* Begin Page extract *
# Handguns during Early Archery Season



## smirker (Dec 25, 2014)

What due you guys think about the handgun hunting during the early archery(Deer) season? DNR meetings coming up. Just wondering if anyone else would be interested and why or why not.........


----------



## Unicoidawg (Dec 25, 2014)

No..... a handgun is a gun, not a type of archery equipment.


----------



## Beenthere&donethat (Dec 25, 2014)

No for me as well.


----------



## Philbow (Dec 25, 2014)

No.


----------



## Bama B (Dec 26, 2014)

Nope


----------



## satchmo (Dec 26, 2014)

I can see allowing handguns during m/l season, but not archery. A gun is a gun.


----------



## NE GA Pappy (Dec 26, 2014)

if not a handgun, then why allow cross bow.

Yep, I know a handgun is a gun, but they have similar restrictions on shooting that a crossbow does.  If you want to restrict the shooting range more, then only allow iron sights or something.  Put a limit on the cartridge, minimum ft/lb and let it run.

Shoot, anything that allows us more freedom to choose how we wish to participate in the outdoors is great.


----------



## Gadestroyer74 (Dec 26, 2014)

A gun is a gun and has no place in archery season to be used for hunting. If your going to allow them in archery season might aswell do away with bow and muzzle loader and make the whole entire season gun season. I don't know what the hang is wanting to change everytbing . People that are law breakers Gonna do it no matter what the season or laws are.No for hunting with them yes for protection glad we can carry with a ccw


----------



## bluemarlin (Dec 26, 2014)

neva happen.


----------



## Alan in GA (Dec 26, 2014)

*no.....*

no no no no no.....and...no.
I wouldn't be against 'no crossbows' either. 
Long bows, recurves, compound bows are dependant on bodily strength and form at the shot.
I know some would like 'no compounds' too, and even though I'm not a long bow/self bow hunter, I could agree on a separate season for them, too....if it could be worked out. Maybe like muzzle loader week, a long bow [no cams/wheels] week or two as well.
* End Page extract *
* Begin Data entries *
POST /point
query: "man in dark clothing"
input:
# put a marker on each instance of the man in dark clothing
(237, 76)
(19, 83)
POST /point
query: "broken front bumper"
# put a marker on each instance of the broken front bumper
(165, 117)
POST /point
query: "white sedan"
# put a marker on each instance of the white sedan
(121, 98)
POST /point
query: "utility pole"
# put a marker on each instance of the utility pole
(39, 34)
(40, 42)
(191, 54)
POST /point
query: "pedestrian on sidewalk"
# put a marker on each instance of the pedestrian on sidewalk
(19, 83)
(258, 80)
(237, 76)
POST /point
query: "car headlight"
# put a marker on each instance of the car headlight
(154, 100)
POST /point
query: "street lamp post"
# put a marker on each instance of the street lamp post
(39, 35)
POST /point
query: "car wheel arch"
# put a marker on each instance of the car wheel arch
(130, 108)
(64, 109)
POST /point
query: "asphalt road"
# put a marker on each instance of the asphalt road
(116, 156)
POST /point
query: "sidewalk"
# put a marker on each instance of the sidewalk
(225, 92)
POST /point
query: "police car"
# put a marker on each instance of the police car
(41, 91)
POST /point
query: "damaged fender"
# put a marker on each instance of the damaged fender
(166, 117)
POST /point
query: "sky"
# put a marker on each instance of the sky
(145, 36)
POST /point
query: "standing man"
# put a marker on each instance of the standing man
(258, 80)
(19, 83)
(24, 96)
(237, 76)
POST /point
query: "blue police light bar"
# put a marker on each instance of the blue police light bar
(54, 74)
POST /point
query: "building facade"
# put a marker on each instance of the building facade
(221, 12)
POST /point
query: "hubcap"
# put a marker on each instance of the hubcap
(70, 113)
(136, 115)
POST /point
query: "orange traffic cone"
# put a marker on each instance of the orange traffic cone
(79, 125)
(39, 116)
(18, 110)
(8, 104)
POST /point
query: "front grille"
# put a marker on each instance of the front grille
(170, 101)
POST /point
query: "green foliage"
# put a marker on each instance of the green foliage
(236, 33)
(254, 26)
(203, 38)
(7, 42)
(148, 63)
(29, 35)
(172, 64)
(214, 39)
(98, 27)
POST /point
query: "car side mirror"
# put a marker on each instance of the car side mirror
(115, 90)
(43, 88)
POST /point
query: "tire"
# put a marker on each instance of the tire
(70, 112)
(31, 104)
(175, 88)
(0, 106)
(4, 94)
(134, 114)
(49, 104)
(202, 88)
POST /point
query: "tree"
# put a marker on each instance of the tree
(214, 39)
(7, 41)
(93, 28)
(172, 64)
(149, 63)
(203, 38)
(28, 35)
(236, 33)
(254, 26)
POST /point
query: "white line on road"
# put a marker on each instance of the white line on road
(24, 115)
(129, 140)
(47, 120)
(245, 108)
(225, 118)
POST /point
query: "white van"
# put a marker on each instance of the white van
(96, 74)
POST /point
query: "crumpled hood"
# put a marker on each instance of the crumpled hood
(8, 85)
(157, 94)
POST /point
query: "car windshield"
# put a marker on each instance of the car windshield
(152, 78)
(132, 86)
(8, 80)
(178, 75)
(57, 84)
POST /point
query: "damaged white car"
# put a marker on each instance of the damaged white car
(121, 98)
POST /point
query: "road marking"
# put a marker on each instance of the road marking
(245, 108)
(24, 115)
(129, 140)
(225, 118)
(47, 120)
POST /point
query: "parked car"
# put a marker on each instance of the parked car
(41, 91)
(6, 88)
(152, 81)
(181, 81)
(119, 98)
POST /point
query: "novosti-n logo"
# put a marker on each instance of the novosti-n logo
* End Data entries *
### Task requirements
1. In the thread on handguns during early archery season, what sights does NE GA Pappy suggest allowing in order to restrict shooting range further?
2. Turn the paragraph beginning "Yep, I know a handgun is a gun" from the handgun-season thread into a short bulleted list that keeps its main points.
3. Carry the handgun-season thread forward from its final post.

### Per-task answers
1. Only iron sights.

2.
- A handgun is a gun, but it has shooting restrictions similar to a crossbow's.
- To restrict shooting range more, allow only iron sights or something similar.
- Put a limit on the cartridge, set a minimum ft/lb, and let it run.

3.
Just thinking out loud.
By the way I enjoy handguns and rifles for hunting, but have been using only a compound bow for 9 years now. Have not had any invitations to visit or join a gun lease club.


----------



## Unicoidawg (Dec 26, 2014)

NE GA Pappy said:


> if not a handgun, then why allow cross bow.
> 
> Yep, I know a handgun is a gun, but they have similar restrictions on shooting that a crossbow does.  If you want to restrict the shooting range more, then only allow iron sights or something.  Put a limit on the cartridge, minimum ft/lb and let it run.
> 
> Shoot, anything that allows us more freedom to choose how we wish to participate in the outdoors is great.



Handgun uses "gun powder" crossbow does not.......


----------



## frankwright (Dec 26, 2014)

No!


----------



## csgreen1 (Dec 26, 2014)

Yes with iron sights!


----------



## Troy Butler (Jan 6, 2015)

they who gun hunt have over two months I like the peace and quite of bow season. If people can not kill a deer with a gun  from late October till the end of December or later then something is wrong.

 I like to hunt with a pistol too some time, but a pistol has no place in bow season.


----------



## vin-man (Jan 6, 2015)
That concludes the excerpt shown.